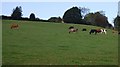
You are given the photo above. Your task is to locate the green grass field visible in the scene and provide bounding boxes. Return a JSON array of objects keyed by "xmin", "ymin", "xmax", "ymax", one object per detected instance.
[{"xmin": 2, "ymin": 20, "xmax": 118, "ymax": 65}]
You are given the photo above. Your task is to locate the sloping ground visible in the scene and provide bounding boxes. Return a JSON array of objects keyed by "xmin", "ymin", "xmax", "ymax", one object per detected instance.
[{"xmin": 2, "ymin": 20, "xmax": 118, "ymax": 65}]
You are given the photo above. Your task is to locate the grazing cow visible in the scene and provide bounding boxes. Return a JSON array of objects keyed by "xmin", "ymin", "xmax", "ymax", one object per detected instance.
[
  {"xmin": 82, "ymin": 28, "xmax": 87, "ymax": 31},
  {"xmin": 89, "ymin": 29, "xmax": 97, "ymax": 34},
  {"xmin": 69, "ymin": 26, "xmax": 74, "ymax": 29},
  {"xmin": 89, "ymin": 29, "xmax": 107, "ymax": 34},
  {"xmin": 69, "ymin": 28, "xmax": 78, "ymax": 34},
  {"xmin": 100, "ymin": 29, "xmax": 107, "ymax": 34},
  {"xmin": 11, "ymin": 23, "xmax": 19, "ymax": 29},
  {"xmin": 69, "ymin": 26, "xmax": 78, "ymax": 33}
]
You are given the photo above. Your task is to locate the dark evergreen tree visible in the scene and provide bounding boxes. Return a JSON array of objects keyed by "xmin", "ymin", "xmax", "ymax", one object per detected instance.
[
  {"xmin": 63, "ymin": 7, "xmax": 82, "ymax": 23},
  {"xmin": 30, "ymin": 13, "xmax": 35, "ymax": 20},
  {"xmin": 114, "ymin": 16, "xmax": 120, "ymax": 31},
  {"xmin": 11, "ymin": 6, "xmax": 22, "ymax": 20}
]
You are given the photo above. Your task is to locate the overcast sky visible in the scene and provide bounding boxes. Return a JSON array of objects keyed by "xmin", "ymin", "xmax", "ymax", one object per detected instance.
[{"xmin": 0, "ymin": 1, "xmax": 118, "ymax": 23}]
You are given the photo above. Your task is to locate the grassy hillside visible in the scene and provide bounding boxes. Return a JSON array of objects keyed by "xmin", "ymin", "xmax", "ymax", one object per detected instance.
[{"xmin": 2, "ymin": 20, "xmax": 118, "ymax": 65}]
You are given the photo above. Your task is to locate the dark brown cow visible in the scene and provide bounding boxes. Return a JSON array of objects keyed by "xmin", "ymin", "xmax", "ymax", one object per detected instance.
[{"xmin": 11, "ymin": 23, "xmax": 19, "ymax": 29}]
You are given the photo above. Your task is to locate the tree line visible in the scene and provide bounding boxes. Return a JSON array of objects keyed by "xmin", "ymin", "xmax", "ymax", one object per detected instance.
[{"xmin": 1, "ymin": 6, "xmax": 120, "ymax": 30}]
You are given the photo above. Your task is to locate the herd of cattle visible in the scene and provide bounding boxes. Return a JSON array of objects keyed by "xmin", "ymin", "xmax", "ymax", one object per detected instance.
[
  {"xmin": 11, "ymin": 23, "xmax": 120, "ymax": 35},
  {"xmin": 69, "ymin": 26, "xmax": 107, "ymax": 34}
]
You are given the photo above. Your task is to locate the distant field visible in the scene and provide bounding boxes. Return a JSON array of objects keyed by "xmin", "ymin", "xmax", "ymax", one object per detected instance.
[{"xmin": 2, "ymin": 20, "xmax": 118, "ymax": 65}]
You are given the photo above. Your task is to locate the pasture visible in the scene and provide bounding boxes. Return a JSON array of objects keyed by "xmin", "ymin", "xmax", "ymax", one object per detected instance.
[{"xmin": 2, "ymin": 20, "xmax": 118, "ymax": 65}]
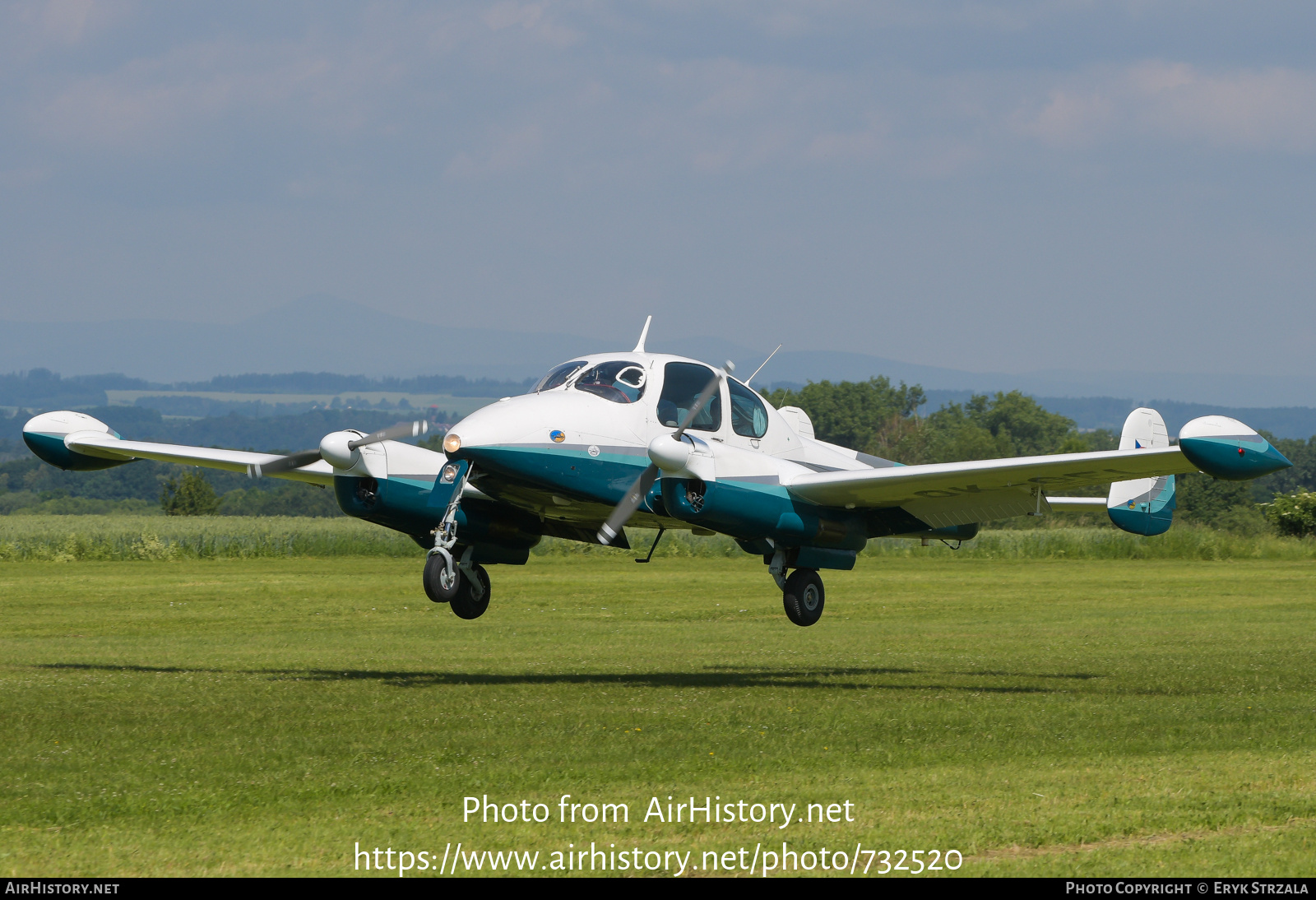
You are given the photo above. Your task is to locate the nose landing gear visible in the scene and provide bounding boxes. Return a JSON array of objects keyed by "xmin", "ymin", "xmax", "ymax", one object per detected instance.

■ **PROBLEM TO SOLVE**
Copy the stretch from the line containing "locate the pasture" through the end of the records, requests included, and shift every bounding-box coordinate in the answers by -121. Leave the pictures out.

■ **FINISHED EXERCISE**
You are given the photo above. Your task is to locate the pasture visible in the scene and provide bounding boxes. Return a JSON array of objects keyed by "xmin", "ymin", "xmax", "ymax", one object per detected instance.
[{"xmin": -119, "ymin": -101, "xmax": -3, "ymax": -56}]
You are given the photo above. Your task is to locate the nose landing gear visible in the scene and provide bounding boxes. Return a JSON array of objects keyed by "xmin", "ymin", "xmax", "ymax", one object per detected instance.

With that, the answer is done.